**DATA FOR THE TASK:**
----------------------------------------

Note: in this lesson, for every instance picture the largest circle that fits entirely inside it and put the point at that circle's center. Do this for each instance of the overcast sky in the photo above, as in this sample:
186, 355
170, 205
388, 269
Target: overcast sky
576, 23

----------------------------------------

**WORK TO BE COMPLETED:**
Reproduce every line of the records above verbatim, keeping each one unchanged.

**ANSWER IN FULL:**
Note: in this lesson, for every instance picture the largest circle that fits entirely inside it and put the point at that circle's center. Do this for each instance of the overcast sky in the photo above, as in this sample:
186, 355
170, 205
388, 269
Target: overcast sky
576, 23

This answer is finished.